◆ Exercise: Write out every line of the listing below word for word, leaving out the pictures.

— begin Extracted information —

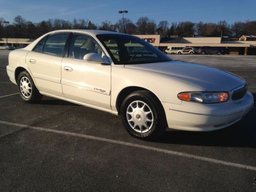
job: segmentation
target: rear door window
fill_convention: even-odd
[[[117,51],[115,50],[115,51]],[[74,34],[70,42],[69,57],[77,59],[83,59],[88,53],[97,53],[102,55],[102,51],[94,40],[85,35]]]
[[[52,55],[62,56],[69,35],[69,33],[56,34],[49,35],[45,43],[43,52]]]
[[[46,42],[46,40],[48,36],[45,36],[43,38],[42,38],[39,42],[35,46],[34,48],[33,51],[35,51],[36,52],[41,53],[42,52],[42,49],[44,49],[44,46],[45,45],[45,43]]]

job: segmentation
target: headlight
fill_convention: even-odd
[[[180,100],[199,103],[218,103],[228,100],[227,92],[183,92],[178,94]]]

— end Extracted information —

◆ Task solution:
job: segmentation
target: rear door window
fill_convention: even-odd
[[[117,51],[115,50],[115,51]],[[74,34],[70,42],[69,57],[77,59],[83,59],[88,53],[97,53],[102,55],[102,51],[94,40],[85,35]]]
[[[52,55],[62,56],[69,35],[69,33],[56,34],[49,35],[45,43],[43,52]]]
[[[46,42],[46,40],[48,36],[45,36],[43,38],[42,38],[39,42],[35,46],[34,48],[33,51],[35,51],[36,52],[41,53],[42,52],[42,49],[44,49],[44,46],[45,45],[45,43]]]

job: segmentation
target: headlight
fill_convention: even-odd
[[[180,100],[199,103],[218,103],[228,100],[227,92],[183,92],[178,94]]]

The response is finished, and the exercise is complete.